En marzo próximo asumirá el noveno Presidente de la República elegido desde la recuperación de la democracia, y corresponde celebrar que, desde entonces, no se haya interrumpido la continuidad institucional. No es poco decir, si consideramos que el país se salvó de dos momentos críticos: primero, en 2019, del intento de provocar la anarquía y derrocar al gobierno legítimo, y luego, en 2022, de las consecuencias del extravío constituyente que derivó de aquel intento. No puede haber dudas respecto del primer deber de quien llegue a La Moneda: sostener sin vacilaciones el régimen democrático y promover la lealtad con sus fundamentos.
Todo indica que el próximo gobierno será de derecha. Lo que todavía no sabemos es con qué tendencia específica se identificará, dentro de un mundo en el que se expresan visiones muy diversas, incluso algunas incompatibles con las bases de la democracia liberal. Es posible también que las corrientes de derecha sumadas consigan la mayoría, tanto en la Cámara de Diputados como en el Senado.
Se trata de una situación inédita, que genera natural entusiasmo en algunos y explicable incertidumbre en otros. Como sea, vale la pena recordar que el principio de la alternancia democrática supone que nadie lo gana todo y que nadie gana para siempre. El flujo de mayorías y minorías es propio de la sociedad abierta, y hay que cuidar entre todos que no derive en el debilitamiento de las normas y procedimientos que dan soporte a la convivencia en libertad. Es indispensable tenerlo en cuenta, puesto que sobran los ejemplos de gobernantes que fueron elegidos de acuerdo con las reglas democráticas y que, ya en el poder, socavaron esas reglas e impusieron algún tipo de autocracia.

───

[Enunciado escrito 1]:
Cuenta cuántas líneas de los registros contienen la palabra "lobster" y responde únicamente con esa cifra.
El texto y los registros son materiales independientes entre sí.

[Datos registrados]:
───

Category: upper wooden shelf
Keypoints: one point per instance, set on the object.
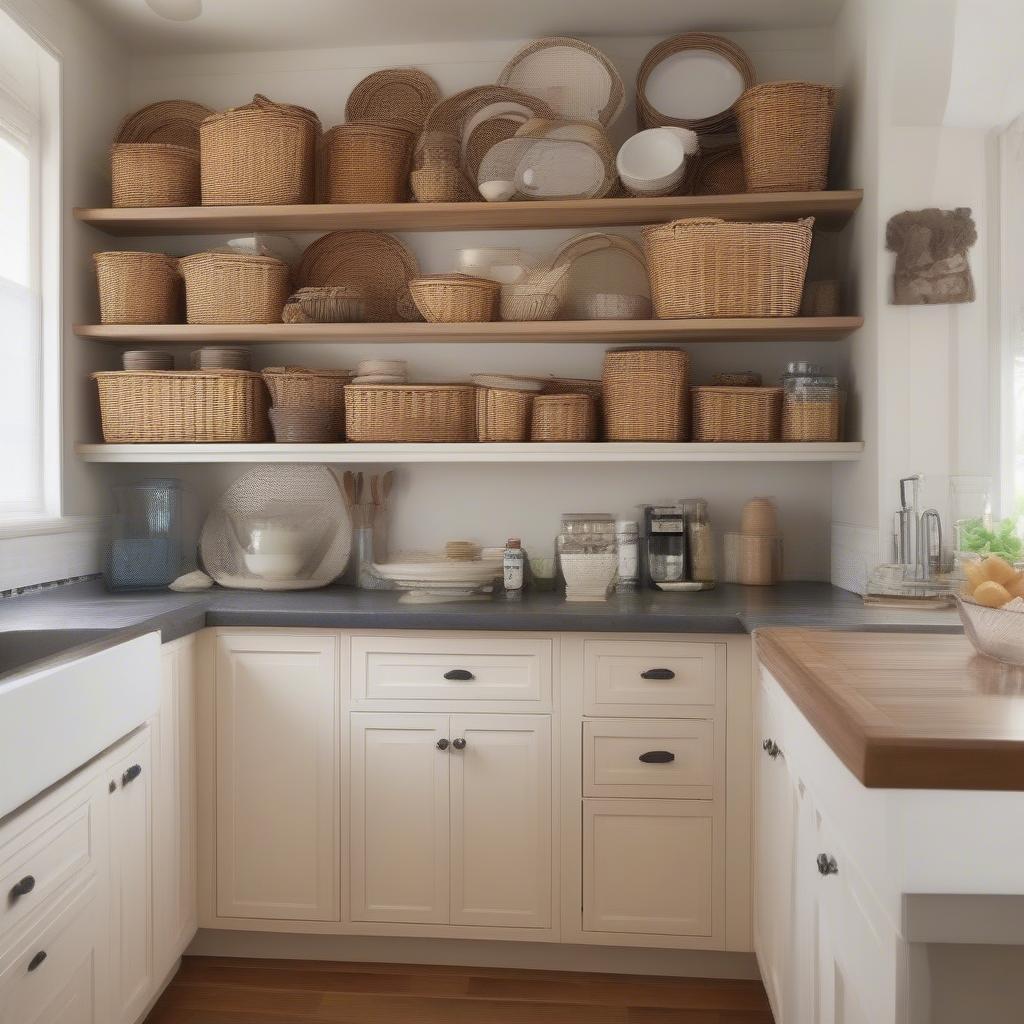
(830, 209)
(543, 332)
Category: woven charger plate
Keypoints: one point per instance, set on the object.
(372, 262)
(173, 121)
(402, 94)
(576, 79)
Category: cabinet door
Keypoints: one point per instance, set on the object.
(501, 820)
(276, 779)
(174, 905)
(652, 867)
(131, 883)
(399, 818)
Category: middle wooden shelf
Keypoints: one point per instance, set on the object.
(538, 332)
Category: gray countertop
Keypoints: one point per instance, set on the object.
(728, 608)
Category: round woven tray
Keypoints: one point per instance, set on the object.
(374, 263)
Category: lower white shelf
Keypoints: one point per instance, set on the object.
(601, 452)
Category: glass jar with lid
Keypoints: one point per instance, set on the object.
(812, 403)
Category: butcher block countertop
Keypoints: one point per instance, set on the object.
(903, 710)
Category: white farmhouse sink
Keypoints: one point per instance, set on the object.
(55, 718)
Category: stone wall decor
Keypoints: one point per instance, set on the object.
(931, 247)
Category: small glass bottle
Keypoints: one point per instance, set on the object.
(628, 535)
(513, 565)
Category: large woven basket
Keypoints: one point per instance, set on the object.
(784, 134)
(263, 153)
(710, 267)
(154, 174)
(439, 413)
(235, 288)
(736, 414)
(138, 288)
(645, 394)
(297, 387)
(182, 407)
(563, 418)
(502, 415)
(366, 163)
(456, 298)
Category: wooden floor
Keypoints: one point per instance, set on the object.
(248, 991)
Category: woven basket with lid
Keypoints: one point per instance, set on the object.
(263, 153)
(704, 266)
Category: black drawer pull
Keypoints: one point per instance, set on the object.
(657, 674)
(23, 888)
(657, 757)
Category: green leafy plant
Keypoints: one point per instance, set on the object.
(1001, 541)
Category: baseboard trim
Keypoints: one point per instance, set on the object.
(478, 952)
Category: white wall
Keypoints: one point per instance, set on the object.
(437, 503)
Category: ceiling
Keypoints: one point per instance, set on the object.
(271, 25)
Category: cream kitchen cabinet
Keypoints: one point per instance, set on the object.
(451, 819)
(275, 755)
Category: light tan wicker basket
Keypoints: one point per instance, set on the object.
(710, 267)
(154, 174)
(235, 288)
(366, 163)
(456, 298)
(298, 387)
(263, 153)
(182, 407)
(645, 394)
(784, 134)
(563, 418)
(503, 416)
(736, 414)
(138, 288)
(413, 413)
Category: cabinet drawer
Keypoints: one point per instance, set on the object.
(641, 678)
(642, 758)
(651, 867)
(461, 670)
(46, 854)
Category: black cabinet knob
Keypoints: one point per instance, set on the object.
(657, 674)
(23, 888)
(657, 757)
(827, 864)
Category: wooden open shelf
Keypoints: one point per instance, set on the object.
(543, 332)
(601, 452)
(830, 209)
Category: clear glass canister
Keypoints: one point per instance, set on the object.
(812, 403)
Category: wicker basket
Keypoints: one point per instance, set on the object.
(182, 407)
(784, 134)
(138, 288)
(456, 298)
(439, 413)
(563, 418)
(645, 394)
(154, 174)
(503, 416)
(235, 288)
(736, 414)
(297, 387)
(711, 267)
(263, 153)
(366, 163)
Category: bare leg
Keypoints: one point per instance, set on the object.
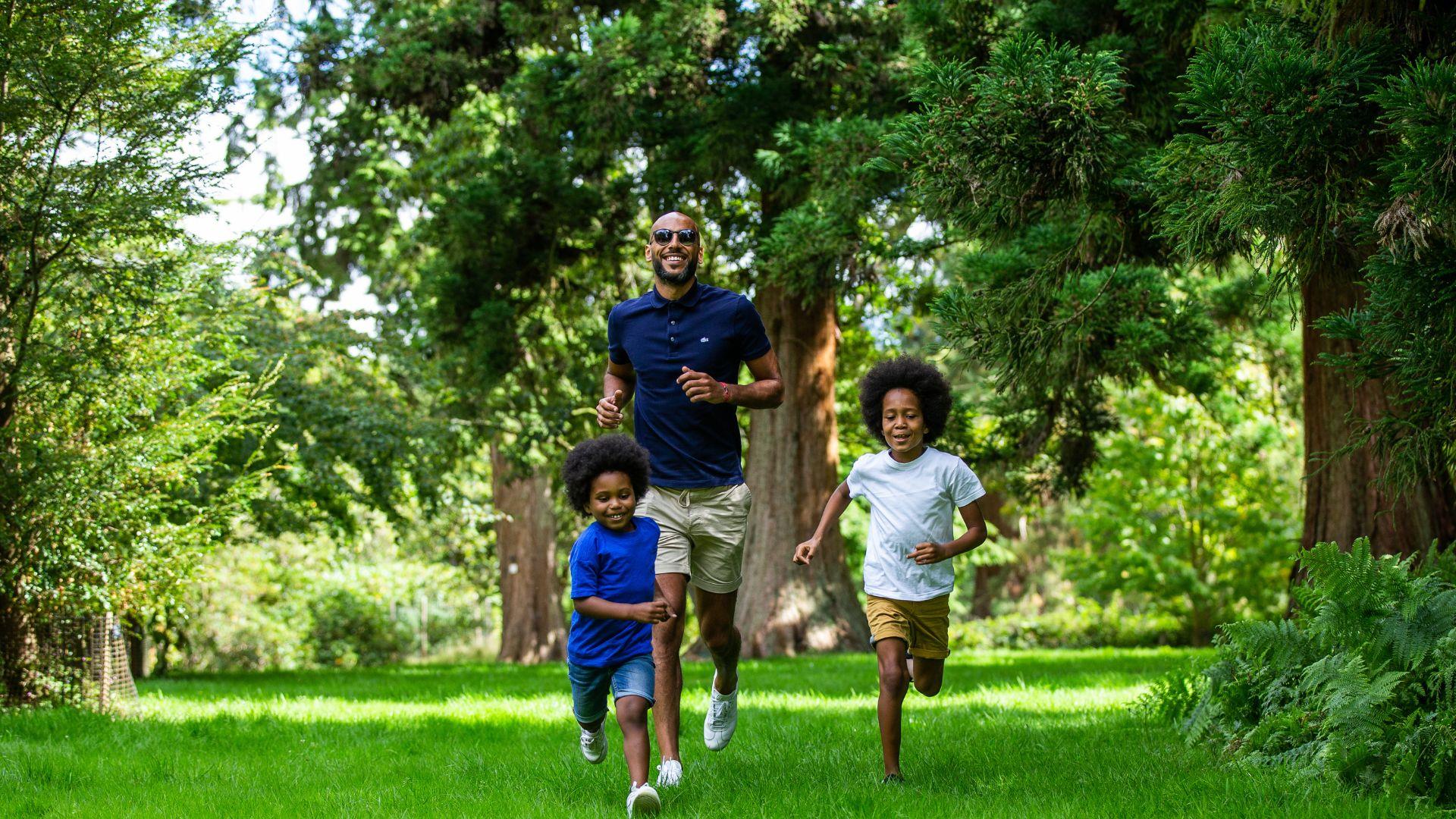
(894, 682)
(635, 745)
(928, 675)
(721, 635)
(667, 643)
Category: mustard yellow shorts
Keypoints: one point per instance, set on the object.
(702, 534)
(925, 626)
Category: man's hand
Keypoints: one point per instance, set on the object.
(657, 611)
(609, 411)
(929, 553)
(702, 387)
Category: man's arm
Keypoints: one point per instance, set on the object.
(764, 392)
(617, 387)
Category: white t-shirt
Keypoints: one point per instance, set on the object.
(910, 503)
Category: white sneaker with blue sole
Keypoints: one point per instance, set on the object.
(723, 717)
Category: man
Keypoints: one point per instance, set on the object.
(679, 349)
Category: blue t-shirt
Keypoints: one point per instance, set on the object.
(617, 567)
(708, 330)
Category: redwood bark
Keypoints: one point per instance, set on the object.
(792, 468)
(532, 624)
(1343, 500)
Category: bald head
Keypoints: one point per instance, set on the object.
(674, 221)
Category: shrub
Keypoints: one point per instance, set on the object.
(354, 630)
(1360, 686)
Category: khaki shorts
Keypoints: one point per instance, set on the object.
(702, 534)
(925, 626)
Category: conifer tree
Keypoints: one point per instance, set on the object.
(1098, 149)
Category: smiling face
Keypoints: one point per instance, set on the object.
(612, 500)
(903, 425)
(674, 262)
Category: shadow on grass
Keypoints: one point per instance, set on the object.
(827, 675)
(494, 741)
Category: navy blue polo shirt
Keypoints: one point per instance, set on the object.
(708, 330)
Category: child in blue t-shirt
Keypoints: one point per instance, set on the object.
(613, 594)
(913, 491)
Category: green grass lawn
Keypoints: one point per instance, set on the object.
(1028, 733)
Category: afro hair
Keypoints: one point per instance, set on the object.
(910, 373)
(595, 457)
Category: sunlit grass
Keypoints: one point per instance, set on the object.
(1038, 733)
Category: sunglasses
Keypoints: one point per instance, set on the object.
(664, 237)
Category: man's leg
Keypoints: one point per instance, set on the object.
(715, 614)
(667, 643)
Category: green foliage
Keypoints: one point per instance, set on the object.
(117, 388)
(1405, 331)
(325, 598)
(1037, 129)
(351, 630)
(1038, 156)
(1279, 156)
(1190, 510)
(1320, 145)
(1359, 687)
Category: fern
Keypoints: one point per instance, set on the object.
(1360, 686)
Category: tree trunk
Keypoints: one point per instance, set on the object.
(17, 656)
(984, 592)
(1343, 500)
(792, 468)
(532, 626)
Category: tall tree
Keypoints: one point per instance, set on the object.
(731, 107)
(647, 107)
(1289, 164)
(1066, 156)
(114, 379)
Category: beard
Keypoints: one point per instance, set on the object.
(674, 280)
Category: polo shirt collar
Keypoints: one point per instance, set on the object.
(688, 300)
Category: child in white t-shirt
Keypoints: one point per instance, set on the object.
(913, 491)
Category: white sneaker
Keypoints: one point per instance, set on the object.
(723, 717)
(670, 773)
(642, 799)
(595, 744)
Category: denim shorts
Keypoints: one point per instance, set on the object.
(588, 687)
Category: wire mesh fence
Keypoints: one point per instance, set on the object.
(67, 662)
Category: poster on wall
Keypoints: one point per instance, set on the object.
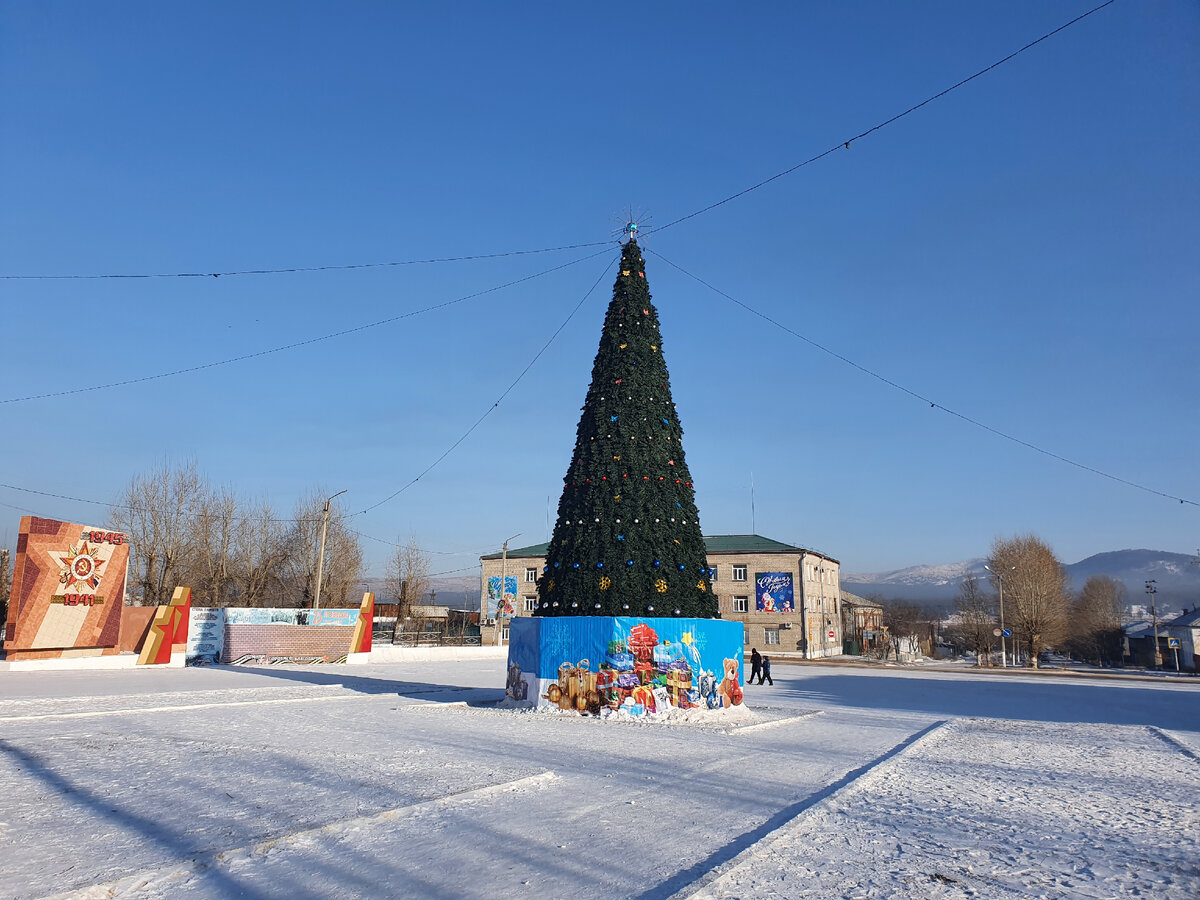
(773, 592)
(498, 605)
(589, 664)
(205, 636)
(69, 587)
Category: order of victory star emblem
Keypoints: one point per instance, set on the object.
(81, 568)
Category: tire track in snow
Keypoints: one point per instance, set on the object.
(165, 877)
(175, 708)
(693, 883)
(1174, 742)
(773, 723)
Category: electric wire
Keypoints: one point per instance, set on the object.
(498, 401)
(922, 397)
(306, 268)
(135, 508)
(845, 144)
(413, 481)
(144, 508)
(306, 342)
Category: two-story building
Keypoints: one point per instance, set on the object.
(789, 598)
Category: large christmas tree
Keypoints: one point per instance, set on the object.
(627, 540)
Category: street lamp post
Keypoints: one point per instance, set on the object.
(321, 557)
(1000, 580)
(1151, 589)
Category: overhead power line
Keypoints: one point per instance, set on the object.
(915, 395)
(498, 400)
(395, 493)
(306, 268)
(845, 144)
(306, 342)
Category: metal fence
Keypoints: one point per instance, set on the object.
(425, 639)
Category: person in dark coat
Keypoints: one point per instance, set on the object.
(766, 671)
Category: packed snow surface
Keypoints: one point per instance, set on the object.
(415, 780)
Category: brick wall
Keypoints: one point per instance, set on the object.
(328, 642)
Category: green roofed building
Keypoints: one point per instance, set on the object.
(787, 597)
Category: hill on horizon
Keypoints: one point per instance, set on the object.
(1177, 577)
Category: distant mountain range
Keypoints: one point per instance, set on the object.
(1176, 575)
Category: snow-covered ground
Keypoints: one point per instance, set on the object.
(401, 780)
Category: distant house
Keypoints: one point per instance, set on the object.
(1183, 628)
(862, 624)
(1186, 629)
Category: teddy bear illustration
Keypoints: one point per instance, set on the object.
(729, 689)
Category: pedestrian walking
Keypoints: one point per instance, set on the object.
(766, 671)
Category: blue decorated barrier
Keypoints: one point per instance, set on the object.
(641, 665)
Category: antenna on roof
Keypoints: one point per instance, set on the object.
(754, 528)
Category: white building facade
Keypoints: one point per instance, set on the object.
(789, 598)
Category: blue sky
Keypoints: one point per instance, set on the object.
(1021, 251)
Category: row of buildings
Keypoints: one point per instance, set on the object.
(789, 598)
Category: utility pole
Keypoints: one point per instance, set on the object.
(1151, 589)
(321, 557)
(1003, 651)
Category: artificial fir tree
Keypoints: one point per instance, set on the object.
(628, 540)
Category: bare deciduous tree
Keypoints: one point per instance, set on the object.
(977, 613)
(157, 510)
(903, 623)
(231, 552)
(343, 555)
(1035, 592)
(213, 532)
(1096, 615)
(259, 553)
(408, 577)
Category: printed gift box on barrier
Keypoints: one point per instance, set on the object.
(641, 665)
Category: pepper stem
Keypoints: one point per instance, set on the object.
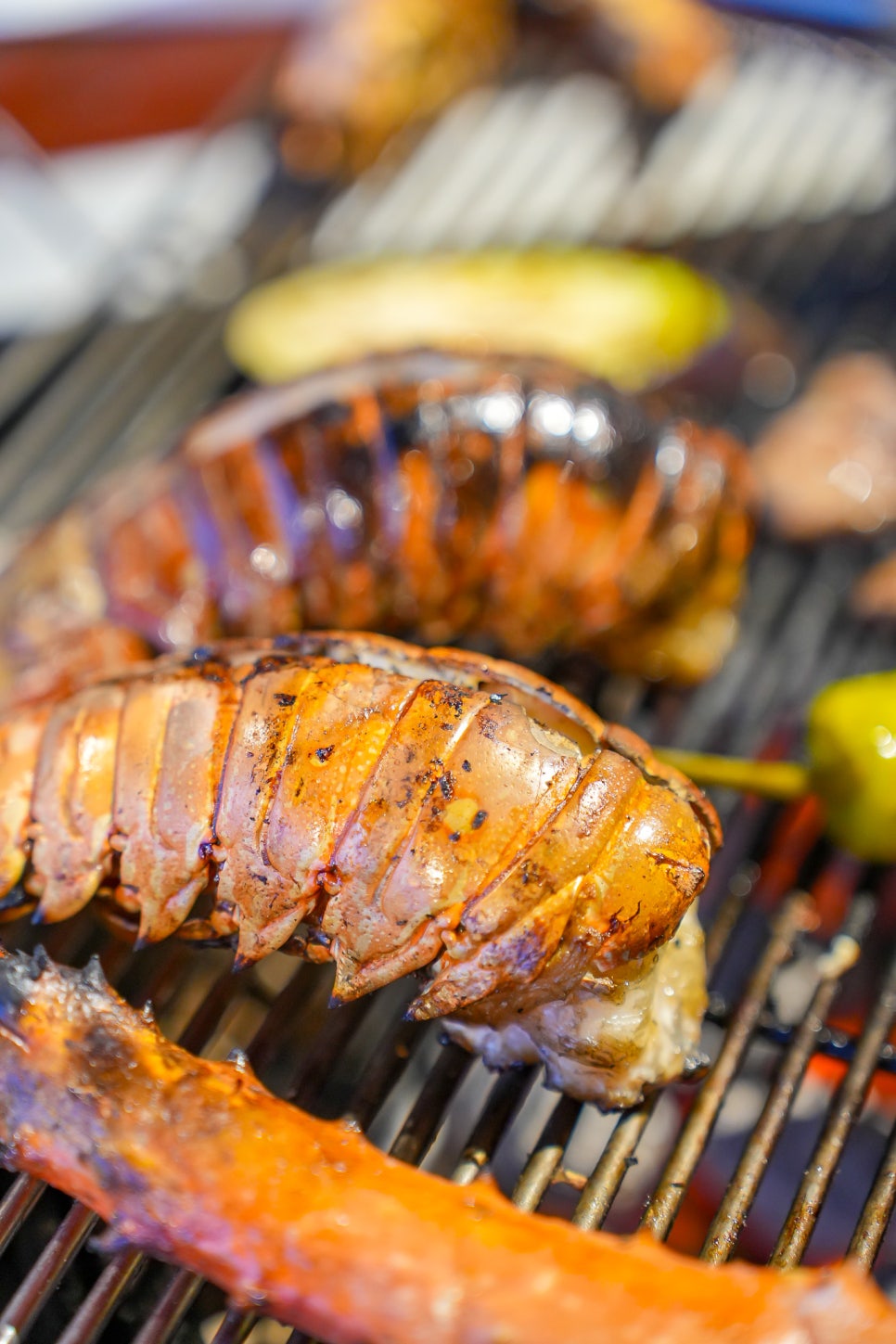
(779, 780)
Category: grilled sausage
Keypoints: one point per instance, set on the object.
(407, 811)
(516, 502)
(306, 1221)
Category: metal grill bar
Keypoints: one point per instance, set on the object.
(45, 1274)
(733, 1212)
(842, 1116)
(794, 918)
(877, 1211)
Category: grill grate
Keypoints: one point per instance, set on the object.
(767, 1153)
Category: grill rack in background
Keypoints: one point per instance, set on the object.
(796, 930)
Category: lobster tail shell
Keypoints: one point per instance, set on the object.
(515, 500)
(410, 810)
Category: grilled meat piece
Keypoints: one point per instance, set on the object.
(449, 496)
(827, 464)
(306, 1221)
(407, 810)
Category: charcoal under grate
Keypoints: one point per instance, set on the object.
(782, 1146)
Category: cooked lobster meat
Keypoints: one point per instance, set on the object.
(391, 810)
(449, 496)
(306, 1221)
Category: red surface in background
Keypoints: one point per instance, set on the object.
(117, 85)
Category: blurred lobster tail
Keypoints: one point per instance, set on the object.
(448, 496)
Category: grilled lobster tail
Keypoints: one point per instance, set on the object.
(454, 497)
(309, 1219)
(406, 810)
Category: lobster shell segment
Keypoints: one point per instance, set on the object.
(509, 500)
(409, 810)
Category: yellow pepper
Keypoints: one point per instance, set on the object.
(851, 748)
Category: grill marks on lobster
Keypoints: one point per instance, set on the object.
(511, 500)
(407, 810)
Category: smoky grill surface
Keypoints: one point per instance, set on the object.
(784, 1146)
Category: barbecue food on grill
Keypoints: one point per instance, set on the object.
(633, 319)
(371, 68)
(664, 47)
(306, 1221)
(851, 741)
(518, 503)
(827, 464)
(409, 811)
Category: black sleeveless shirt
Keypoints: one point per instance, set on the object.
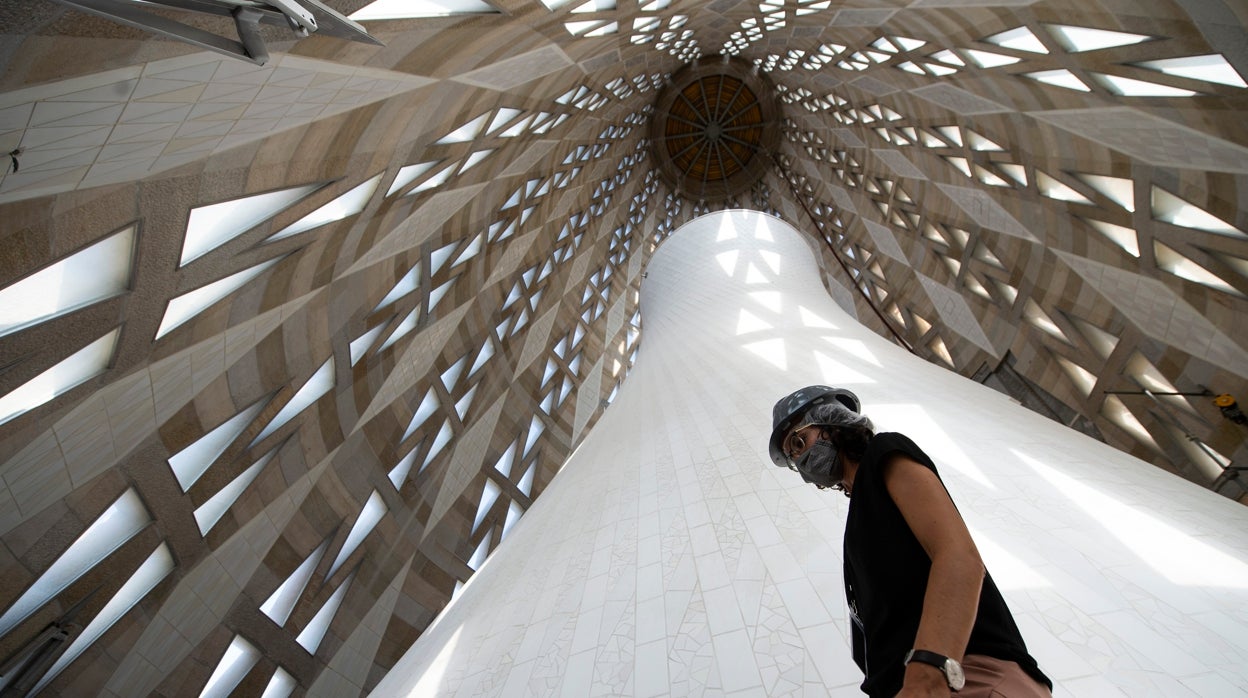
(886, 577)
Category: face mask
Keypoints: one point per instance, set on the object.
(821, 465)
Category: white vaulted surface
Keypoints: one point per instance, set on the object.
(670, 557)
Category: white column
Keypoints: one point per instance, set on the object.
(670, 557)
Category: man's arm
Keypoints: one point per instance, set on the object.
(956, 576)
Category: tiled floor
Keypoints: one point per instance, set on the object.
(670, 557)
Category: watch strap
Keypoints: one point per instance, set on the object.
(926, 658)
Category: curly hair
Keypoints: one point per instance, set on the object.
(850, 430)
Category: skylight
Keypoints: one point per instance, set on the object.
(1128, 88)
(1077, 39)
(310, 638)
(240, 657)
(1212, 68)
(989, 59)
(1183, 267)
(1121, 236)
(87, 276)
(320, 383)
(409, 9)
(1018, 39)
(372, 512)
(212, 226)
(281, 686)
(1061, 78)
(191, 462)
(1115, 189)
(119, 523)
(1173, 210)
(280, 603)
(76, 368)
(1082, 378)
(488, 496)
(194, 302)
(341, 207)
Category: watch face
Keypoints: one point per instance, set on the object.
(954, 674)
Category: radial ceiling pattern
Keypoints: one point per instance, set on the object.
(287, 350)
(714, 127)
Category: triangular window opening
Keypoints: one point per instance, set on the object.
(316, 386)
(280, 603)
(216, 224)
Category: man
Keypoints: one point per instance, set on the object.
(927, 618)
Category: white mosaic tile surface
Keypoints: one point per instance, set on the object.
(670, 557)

───

[Enunciado escrito 2]:
Escribe lo que sigue al texto sobre el próximo gobierno y la alternancia democrática, a partir de su última oración.

[Respuesta escrita 1]:
6

[Respuesta escrita 2]:
La cultura democrática muestra estimable arraigo en Chile, pero nada está garantizado. Nunca se sabe lo que puede venir. Ya vimos hace seis años que los riesgos de involución pueden estallar de un momento para otro, que la violencia puede trastocarlo todo y, en un mismo impulso, originar variadas formas de populismo y autoritarismo. Es esencial, por lo tanto, el compromiso de todas las fuerzas políticas con el sistema de contrapesos que define al régimen de libertades.
La vida en democracia depende del respeto a los límites. Y no podemos olvidar que hace poco se hablaba indolentemente de “parlamentarismo de facto”. Tenemos que oponernos a toda fórmula de facto.
Una amplia mayoría desea que la Presidencia de la República inspire respeto, exprese sentido de autoridad y trate de ser un símbolo de cohesión nacional. “Seré el Presidente de todos los chilenos”, dijo el gran gobernante que fue Patricio Aylwin, al comenzar la transición, y en esas palabras se sintetiza el empeño genuinamente republicano de trascender al espíritu de bando.
El país necesita cambios en muchas áreas en las que se juega el progreso y, particularmente, el desarrollo humano. Deseable es que esos cambios estén bien concebidos y cuenten con amplio respaldo. No se trata solo de los votos en el Congreso, sino de considerar a la sociedad, lo que requiere disposición al diálogo.
Hay quienes parecen considerar que “acuerdo” es una mala palabra, como si fuera sinónimo de transacción espuria o arreglín. Siempre hay riesgos de ello, por supuesto, pero la política se sostiene en la posibilidad de que quienes piensan distinto busquen espacios de encuentro. Naturalmente, llega un momento en el que las diferencias deben zanjarse mediante votación, pero es recomendable que la mayoría circunstancial actúe con altura de miras, y de ninguna manera como lo hizo la mayoría de la malhadada Convención.
El anhelo de orden y seguridad es compartido por la inmensa mayoría de la población. Es posible, en consecuencia, articular una política de ancha base, que permita movilizar las fuerzas del Estado y de la sociedad civil en una dirección que consiga logros duraderos. Lo primero es, obviamente, asegurar que el Estado imponga su control en todo el territorio nacional.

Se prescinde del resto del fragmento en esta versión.